---------- EXERCISE MATERIALS ----------

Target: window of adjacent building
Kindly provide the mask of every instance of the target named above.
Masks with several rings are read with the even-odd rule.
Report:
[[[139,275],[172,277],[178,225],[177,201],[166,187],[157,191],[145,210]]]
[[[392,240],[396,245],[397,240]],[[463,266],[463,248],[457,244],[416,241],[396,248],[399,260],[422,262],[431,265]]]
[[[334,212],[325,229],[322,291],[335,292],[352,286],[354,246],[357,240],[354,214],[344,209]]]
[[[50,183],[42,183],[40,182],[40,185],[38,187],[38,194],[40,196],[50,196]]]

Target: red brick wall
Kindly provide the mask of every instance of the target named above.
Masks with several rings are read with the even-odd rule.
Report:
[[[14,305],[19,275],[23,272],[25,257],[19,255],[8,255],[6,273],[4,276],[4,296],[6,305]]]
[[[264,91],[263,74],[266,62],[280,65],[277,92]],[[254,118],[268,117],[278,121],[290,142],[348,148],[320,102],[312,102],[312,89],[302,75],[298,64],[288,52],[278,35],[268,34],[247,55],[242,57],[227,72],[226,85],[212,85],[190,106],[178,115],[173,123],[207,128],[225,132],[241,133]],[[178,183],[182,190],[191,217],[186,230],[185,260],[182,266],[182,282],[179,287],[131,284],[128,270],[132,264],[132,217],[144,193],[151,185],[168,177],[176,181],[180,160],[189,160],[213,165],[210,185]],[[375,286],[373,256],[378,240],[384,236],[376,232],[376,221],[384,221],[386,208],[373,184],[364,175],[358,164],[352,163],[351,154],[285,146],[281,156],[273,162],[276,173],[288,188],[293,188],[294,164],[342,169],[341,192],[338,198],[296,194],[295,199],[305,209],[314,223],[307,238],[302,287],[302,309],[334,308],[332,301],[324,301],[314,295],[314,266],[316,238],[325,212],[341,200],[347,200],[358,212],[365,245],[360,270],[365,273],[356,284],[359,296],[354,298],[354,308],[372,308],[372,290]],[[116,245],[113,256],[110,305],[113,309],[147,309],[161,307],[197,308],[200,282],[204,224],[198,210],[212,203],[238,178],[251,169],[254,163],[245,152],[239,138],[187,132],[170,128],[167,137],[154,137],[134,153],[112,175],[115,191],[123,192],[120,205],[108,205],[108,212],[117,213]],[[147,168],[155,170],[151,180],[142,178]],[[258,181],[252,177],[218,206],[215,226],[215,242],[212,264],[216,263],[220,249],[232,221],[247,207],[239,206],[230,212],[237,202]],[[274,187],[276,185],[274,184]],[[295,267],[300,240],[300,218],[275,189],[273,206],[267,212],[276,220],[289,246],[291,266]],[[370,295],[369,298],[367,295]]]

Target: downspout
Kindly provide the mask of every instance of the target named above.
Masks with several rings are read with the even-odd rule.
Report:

----------

■ **ABOUT THIS EXERCISE**: Nothing but the lines from the one with "Target: downspout" through the final line of the data above should be output, exactly as written.

■ **RESULT OF THE TASK**:
Target: downspout
Kindly provide the mask of every instance of the target named above.
Masks with several rings are read with the even-odd rule.
Report:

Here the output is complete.